_EXERCISE PROMPT_. From the line that includes "cactus, marking a point on it" down to the final line of the data below, copy every line exactly and leave the rest out.

===== EXTRACTED DATA =====

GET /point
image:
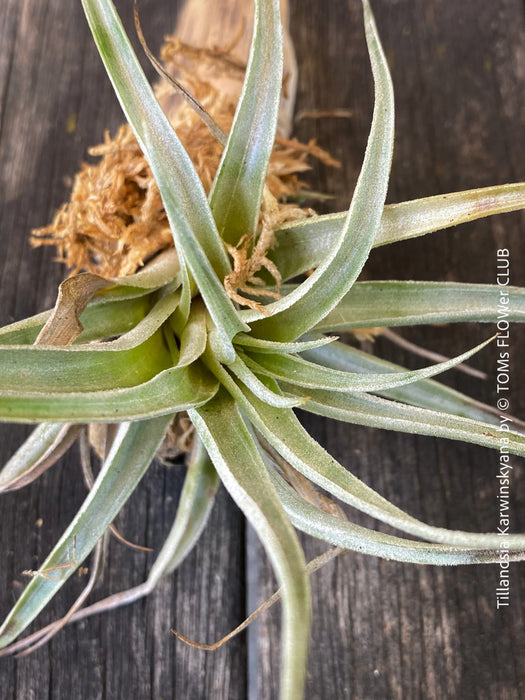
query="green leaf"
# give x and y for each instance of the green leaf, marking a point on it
(300, 310)
(46, 444)
(168, 392)
(297, 371)
(240, 467)
(185, 202)
(196, 501)
(236, 194)
(259, 389)
(395, 303)
(283, 431)
(303, 245)
(426, 393)
(35, 368)
(131, 453)
(373, 411)
(261, 345)
(193, 336)
(341, 533)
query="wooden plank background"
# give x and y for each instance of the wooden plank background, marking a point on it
(381, 629)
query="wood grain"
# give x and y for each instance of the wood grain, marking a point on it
(381, 630)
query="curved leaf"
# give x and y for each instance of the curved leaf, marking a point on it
(185, 202)
(300, 310)
(341, 533)
(235, 198)
(303, 245)
(242, 471)
(297, 371)
(396, 303)
(168, 392)
(131, 453)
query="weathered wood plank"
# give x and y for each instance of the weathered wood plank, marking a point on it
(381, 630)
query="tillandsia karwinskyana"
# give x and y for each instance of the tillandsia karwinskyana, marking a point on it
(256, 366)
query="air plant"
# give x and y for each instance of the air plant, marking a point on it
(223, 329)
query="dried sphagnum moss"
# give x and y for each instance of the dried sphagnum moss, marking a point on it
(115, 220)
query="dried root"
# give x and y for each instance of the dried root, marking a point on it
(115, 221)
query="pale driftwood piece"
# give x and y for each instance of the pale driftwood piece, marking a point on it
(207, 24)
(381, 630)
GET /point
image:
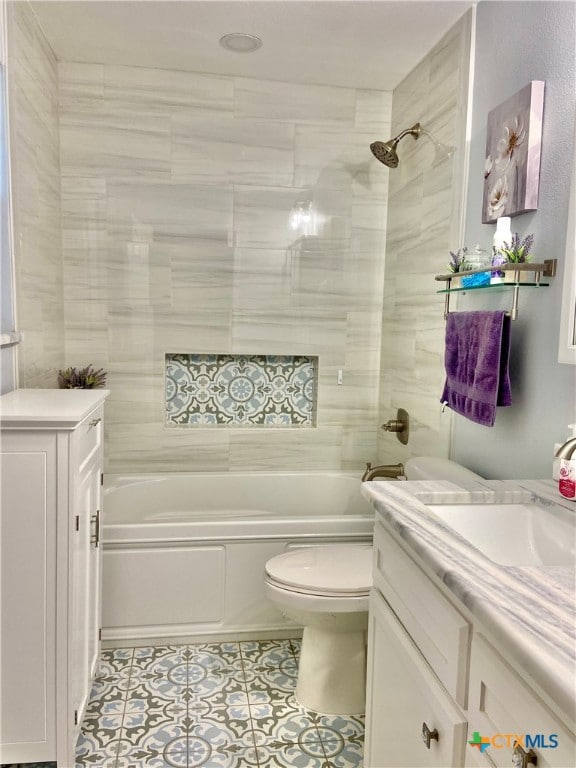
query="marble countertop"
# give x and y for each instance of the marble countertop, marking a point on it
(530, 611)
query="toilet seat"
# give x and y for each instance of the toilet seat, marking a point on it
(337, 571)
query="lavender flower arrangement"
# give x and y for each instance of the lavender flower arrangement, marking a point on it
(518, 251)
(85, 378)
(458, 260)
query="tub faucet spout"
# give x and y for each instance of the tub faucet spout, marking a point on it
(393, 471)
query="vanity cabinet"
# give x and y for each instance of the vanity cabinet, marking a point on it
(503, 706)
(417, 664)
(51, 473)
(415, 722)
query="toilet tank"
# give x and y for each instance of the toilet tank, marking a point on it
(436, 468)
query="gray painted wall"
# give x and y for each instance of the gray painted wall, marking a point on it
(517, 42)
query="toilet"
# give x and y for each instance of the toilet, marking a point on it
(325, 589)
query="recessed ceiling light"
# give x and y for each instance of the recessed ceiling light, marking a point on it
(240, 42)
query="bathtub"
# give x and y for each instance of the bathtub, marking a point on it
(184, 554)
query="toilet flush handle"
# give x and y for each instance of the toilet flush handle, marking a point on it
(428, 735)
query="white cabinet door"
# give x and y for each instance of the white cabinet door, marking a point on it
(404, 700)
(503, 708)
(84, 622)
(28, 502)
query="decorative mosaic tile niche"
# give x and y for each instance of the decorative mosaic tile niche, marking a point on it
(240, 390)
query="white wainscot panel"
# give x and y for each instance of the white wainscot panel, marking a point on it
(185, 586)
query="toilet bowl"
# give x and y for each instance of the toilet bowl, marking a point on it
(325, 590)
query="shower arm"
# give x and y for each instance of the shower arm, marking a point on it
(415, 131)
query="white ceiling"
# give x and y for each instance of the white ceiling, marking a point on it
(353, 43)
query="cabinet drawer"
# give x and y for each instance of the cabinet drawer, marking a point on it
(404, 699)
(436, 627)
(502, 707)
(89, 437)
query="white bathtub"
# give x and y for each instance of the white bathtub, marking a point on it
(184, 554)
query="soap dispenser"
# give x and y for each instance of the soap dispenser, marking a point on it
(556, 461)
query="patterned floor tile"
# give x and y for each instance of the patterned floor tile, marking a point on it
(281, 680)
(349, 727)
(278, 755)
(91, 752)
(268, 653)
(211, 705)
(343, 754)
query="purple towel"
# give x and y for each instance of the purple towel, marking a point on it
(476, 362)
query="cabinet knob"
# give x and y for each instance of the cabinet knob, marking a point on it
(428, 735)
(521, 758)
(95, 537)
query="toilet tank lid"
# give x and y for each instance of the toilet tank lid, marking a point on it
(436, 468)
(342, 568)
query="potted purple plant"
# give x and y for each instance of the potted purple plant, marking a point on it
(83, 378)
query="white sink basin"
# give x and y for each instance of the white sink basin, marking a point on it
(514, 534)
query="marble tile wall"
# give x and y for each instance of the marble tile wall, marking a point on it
(426, 196)
(35, 172)
(177, 195)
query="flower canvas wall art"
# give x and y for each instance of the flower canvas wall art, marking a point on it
(513, 145)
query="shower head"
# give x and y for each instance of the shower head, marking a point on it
(385, 151)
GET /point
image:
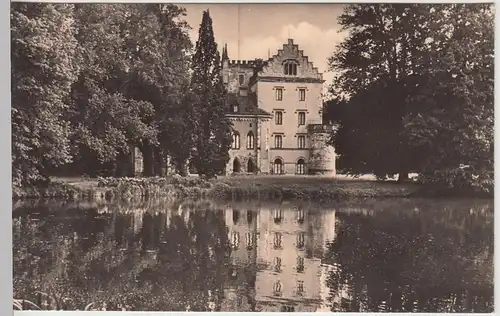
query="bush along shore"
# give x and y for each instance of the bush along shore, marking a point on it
(239, 188)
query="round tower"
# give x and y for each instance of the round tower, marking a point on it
(322, 159)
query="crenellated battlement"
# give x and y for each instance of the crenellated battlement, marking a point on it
(245, 63)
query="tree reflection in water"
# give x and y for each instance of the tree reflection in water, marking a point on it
(408, 256)
(427, 259)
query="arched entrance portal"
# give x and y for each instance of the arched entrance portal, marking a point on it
(250, 166)
(236, 165)
(278, 166)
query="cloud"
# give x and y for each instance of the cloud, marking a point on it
(318, 44)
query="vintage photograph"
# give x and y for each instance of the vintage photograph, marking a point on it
(252, 157)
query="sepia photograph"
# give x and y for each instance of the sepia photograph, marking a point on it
(252, 157)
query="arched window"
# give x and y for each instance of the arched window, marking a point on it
(301, 166)
(250, 140)
(236, 140)
(278, 166)
(290, 68)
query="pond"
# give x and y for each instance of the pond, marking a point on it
(371, 256)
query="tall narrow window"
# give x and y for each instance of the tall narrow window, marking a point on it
(301, 141)
(277, 264)
(235, 240)
(236, 140)
(302, 118)
(279, 94)
(301, 166)
(278, 141)
(278, 215)
(290, 68)
(277, 288)
(250, 140)
(278, 166)
(302, 94)
(300, 288)
(277, 240)
(300, 264)
(278, 117)
(301, 240)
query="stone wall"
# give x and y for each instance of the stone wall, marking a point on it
(322, 158)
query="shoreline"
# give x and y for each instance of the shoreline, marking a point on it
(321, 189)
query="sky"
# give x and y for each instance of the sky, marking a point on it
(264, 28)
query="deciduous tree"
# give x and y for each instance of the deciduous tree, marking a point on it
(44, 65)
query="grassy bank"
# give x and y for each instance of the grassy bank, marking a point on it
(234, 187)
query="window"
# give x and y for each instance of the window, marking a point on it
(301, 141)
(278, 216)
(278, 141)
(249, 240)
(279, 94)
(249, 217)
(302, 94)
(236, 140)
(236, 216)
(301, 240)
(302, 118)
(250, 140)
(301, 166)
(300, 264)
(278, 117)
(300, 215)
(277, 288)
(277, 264)
(235, 240)
(278, 166)
(300, 288)
(277, 241)
(288, 309)
(290, 68)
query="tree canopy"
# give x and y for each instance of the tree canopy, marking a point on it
(414, 88)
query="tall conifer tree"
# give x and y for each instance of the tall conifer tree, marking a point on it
(212, 130)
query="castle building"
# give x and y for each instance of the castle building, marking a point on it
(275, 107)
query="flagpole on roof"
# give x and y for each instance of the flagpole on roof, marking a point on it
(239, 15)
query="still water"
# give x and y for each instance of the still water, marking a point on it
(374, 256)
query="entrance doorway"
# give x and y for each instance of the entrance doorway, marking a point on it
(236, 165)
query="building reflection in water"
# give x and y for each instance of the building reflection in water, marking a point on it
(276, 258)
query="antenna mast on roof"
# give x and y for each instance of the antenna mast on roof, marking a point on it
(239, 15)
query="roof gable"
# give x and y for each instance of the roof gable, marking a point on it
(290, 51)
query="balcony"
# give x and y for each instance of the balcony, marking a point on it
(319, 128)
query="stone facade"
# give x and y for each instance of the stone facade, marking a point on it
(279, 102)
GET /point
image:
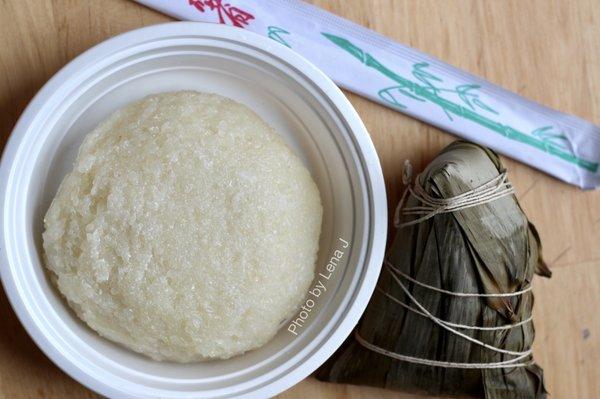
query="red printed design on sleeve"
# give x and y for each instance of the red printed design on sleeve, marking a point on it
(228, 14)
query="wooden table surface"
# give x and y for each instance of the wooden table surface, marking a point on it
(547, 50)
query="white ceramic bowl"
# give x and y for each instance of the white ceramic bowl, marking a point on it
(294, 97)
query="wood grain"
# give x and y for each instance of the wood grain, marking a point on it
(547, 50)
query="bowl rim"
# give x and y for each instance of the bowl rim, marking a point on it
(371, 168)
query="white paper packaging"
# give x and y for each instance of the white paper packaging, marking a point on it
(405, 79)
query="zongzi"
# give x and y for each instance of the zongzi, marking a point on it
(452, 310)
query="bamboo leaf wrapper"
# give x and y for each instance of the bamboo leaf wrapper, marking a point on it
(490, 248)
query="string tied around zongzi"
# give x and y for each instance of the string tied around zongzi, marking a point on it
(497, 187)
(451, 327)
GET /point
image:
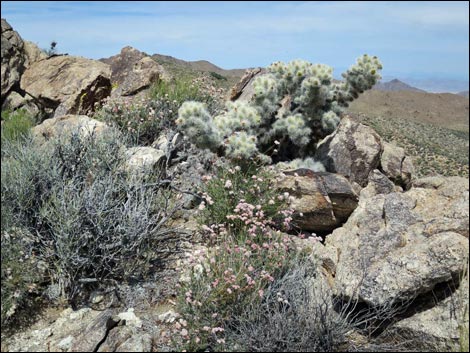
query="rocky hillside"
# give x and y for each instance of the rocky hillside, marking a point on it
(133, 220)
(394, 86)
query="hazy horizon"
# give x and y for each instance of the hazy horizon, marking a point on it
(418, 41)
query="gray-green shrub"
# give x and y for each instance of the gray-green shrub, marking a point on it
(88, 219)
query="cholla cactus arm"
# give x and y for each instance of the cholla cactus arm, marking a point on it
(293, 126)
(361, 76)
(241, 145)
(196, 123)
(330, 121)
(266, 95)
(294, 106)
(239, 116)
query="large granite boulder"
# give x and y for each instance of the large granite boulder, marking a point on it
(396, 165)
(86, 330)
(321, 201)
(396, 246)
(353, 150)
(243, 90)
(438, 328)
(13, 59)
(133, 71)
(33, 53)
(67, 84)
(143, 160)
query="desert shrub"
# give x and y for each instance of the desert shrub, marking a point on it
(239, 218)
(293, 107)
(142, 119)
(146, 118)
(245, 190)
(22, 273)
(297, 314)
(16, 124)
(89, 220)
(221, 284)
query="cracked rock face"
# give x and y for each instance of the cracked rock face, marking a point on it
(133, 71)
(13, 59)
(67, 84)
(398, 245)
(353, 150)
(322, 201)
(87, 330)
(396, 165)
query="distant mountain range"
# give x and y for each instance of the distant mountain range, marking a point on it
(395, 85)
(199, 65)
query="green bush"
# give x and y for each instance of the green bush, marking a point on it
(16, 124)
(297, 314)
(89, 220)
(224, 190)
(146, 118)
(240, 213)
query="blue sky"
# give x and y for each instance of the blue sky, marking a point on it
(413, 39)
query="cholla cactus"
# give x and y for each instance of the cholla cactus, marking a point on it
(294, 106)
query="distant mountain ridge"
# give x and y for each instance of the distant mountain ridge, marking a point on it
(199, 65)
(395, 85)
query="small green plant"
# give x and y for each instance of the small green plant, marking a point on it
(16, 124)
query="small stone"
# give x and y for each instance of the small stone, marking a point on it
(66, 343)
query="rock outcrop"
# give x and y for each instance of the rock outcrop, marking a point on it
(143, 160)
(87, 330)
(396, 165)
(133, 71)
(321, 201)
(437, 327)
(353, 150)
(13, 59)
(243, 90)
(67, 85)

=====

_RESULT_.
# give x and y for each instance of the cholla cactus, marking a point on it
(294, 106)
query="distant mountain ridge"
# give x and y for each instance of the distant mountain ridge, marking a point on it
(199, 65)
(395, 85)
query="small green plant"
# give x and y for each instance of the small green plant, marking a point on it
(16, 124)
query="small stone"
# give x and y for each instance of the small stone, marking a point on it
(66, 343)
query="rock outcrop"
# give x and y for each instance of the rock outcrop, marking a point on it
(143, 160)
(87, 330)
(396, 165)
(133, 71)
(321, 201)
(437, 327)
(353, 150)
(13, 59)
(243, 90)
(67, 85)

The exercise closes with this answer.